▶ **WORK TO COMPLETE**
Copy every item below word for word, keeping each line as it stands.

▶ **DATA**
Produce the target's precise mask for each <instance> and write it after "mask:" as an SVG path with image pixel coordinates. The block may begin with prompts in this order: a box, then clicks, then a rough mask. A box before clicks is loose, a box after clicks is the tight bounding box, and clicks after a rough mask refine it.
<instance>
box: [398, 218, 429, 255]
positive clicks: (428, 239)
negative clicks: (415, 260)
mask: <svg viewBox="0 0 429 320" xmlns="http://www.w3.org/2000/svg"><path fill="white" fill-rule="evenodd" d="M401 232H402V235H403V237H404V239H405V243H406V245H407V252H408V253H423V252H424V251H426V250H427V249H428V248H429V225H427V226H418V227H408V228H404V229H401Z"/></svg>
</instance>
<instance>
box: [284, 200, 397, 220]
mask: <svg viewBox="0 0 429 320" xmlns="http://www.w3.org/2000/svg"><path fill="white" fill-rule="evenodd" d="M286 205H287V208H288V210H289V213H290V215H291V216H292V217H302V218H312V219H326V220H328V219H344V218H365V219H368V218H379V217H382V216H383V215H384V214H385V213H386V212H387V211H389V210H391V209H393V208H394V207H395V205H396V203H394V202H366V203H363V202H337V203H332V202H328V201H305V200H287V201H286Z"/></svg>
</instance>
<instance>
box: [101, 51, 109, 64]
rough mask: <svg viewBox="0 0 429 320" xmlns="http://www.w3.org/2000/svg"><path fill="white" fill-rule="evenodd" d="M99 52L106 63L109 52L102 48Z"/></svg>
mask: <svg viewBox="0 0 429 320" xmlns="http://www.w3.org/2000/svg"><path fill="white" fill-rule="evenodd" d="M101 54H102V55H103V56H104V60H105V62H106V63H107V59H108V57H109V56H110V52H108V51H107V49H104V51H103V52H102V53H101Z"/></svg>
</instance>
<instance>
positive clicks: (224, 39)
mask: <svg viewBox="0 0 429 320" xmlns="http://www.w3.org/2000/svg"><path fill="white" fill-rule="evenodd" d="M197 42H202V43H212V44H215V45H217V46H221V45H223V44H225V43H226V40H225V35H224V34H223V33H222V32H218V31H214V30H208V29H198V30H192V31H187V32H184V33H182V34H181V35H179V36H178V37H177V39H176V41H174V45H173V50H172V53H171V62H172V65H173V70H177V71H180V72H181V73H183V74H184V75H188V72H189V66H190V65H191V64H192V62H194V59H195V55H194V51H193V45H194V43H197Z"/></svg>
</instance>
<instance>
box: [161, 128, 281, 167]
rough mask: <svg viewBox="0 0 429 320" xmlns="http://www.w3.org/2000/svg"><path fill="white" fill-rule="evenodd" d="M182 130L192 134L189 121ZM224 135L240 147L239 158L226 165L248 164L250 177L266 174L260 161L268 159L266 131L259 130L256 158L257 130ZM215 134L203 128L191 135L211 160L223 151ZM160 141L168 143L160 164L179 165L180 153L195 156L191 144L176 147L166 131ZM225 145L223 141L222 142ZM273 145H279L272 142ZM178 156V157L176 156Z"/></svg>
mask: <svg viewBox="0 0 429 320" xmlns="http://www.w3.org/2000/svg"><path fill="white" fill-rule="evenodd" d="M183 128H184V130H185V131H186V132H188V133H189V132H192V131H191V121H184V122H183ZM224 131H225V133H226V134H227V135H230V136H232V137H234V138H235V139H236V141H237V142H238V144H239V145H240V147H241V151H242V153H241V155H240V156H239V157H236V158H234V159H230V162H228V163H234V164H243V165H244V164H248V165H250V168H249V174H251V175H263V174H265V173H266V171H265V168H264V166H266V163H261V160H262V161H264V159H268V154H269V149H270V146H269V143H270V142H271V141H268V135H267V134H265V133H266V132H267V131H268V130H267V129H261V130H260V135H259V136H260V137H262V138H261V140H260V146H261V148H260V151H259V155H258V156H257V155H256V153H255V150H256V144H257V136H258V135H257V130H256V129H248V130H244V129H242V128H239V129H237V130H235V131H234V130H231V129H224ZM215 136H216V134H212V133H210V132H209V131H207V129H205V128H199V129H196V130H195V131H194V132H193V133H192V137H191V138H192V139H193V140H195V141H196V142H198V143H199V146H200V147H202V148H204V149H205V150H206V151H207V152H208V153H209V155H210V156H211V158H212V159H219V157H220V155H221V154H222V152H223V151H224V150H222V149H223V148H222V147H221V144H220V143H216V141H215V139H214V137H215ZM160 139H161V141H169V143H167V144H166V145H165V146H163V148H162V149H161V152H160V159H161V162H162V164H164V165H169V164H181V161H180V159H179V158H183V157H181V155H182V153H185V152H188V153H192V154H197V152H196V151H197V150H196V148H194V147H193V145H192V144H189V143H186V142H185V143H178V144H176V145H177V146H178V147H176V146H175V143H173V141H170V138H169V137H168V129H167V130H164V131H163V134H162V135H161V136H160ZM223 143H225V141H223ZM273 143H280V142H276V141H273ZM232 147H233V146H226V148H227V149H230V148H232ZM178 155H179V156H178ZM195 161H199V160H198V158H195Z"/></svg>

▶ **RESPONSE**
Produce the target's precise mask for each <instance> and write it after "mask:" as an SVG path with image pixel coordinates. The block may begin with prompts in this order: a box, then clicks, then a rough mask. A box before clicks is loose, a box after clicks is the tight bounding box, and clicks after a rough mask refine it.
<instance>
box: [398, 218, 429, 255]
positive clicks: (428, 239)
negative clicks: (415, 260)
mask: <svg viewBox="0 0 429 320" xmlns="http://www.w3.org/2000/svg"><path fill="white" fill-rule="evenodd" d="M401 232H402V235H403V237H404V239H405V243H406V245H407V252H408V253H423V252H424V251H426V250H427V249H428V248H429V225H427V226H418V227H408V228H404V229H401Z"/></svg>
</instance>
<instance>
box: [284, 200, 397, 220]
mask: <svg viewBox="0 0 429 320" xmlns="http://www.w3.org/2000/svg"><path fill="white" fill-rule="evenodd" d="M286 205H287V208H288V210H289V213H290V215H291V216H292V217H302V218H312V219H326V220H328V219H344V218H365V219H368V218H379V217H382V216H383V215H384V214H385V213H386V212H387V211H389V210H391V209H393V208H394V207H395V205H396V203H394V202H366V203H363V202H337V203H332V202H328V201H305V200H287V201H286Z"/></svg>
</instance>
<instance>
box: [101, 51, 109, 64]
rough mask: <svg viewBox="0 0 429 320" xmlns="http://www.w3.org/2000/svg"><path fill="white" fill-rule="evenodd" d="M99 52L106 63L109 52L102 48Z"/></svg>
mask: <svg viewBox="0 0 429 320" xmlns="http://www.w3.org/2000/svg"><path fill="white" fill-rule="evenodd" d="M101 54H102V55H103V56H104V60H105V62H106V63H107V59H108V57H109V56H110V52H108V51H107V49H104V51H103V52H102V53H101Z"/></svg>
</instance>
<instance>
positive clicks: (224, 39)
mask: <svg viewBox="0 0 429 320" xmlns="http://www.w3.org/2000/svg"><path fill="white" fill-rule="evenodd" d="M197 42H202V43H212V44H215V45H217V46H221V45H223V44H225V43H226V40H225V35H224V34H223V33H222V32H218V31H214V30H208V29H198V30H192V31H187V32H184V33H182V34H181V35H179V36H178V37H177V39H176V41H174V45H173V50H172V53H171V62H172V65H173V70H177V71H180V72H181V73H183V74H184V75H188V72H189V66H190V65H191V64H192V62H194V59H195V55H194V51H193V45H194V43H197Z"/></svg>
</instance>
<instance>
box: [161, 128, 281, 167]
rough mask: <svg viewBox="0 0 429 320" xmlns="http://www.w3.org/2000/svg"><path fill="white" fill-rule="evenodd" d="M182 130L192 134L189 121ZM224 135L240 147L239 158L226 165L248 164L250 177L266 174L260 161L268 159L266 131L259 130L256 158L257 130ZM215 134L203 128L191 135L211 160L223 151ZM160 141L168 143L160 164L179 165L180 153L195 156L191 144L176 147L166 131ZM225 145L223 141L222 142ZM273 145H279L272 142ZM178 156V157L176 156Z"/></svg>
mask: <svg viewBox="0 0 429 320" xmlns="http://www.w3.org/2000/svg"><path fill="white" fill-rule="evenodd" d="M183 128H184V130H185V131H186V132H188V133H189V132H192V131H191V121H184V122H183ZM224 131H225V133H226V134H227V135H230V136H232V137H234V138H235V139H236V141H237V142H238V144H239V145H240V147H241V151H242V153H241V155H240V156H239V157H236V158H234V159H230V162H228V163H234V164H243V165H244V164H248V165H250V168H249V174H251V175H263V174H265V173H266V171H265V168H264V166H266V163H261V160H262V161H264V159H268V154H269V149H270V146H269V143H270V142H271V141H268V135H267V134H265V133H266V132H267V131H268V130H267V129H261V130H260V135H259V136H260V137H262V138H261V140H260V146H261V148H260V151H259V155H258V156H257V155H256V153H255V150H256V144H257V136H258V135H257V130H256V129H248V130H244V129H242V128H239V129H237V130H235V131H234V130H231V129H224ZM215 136H216V134H212V133H210V132H209V131H207V129H205V128H199V129H196V130H195V131H194V132H193V133H192V137H191V138H192V139H193V140H195V141H196V142H198V143H199V146H200V147H202V148H204V149H205V150H206V151H207V152H208V153H209V155H210V156H211V158H212V159H219V157H220V155H221V154H222V152H223V151H224V150H222V149H223V148H222V147H221V144H220V143H216V141H215V139H214V137H215ZM160 139H161V141H169V143H167V144H166V145H165V146H163V148H162V149H161V152H160V159H161V162H162V164H164V165H169V164H181V161H180V159H179V158H183V157H181V155H182V153H185V152H188V153H192V154H197V152H196V151H197V150H196V148H194V147H193V145H192V144H189V143H186V142H185V143H178V144H176V145H177V146H178V147H176V146H175V143H173V141H170V138H169V137H168V129H167V130H164V131H163V134H162V135H161V136H160ZM223 143H225V141H223ZM273 143H280V142H276V141H273ZM232 147H233V146H226V148H227V149H230V148H232ZM178 155H179V156H178ZM195 161H199V160H198V158H195Z"/></svg>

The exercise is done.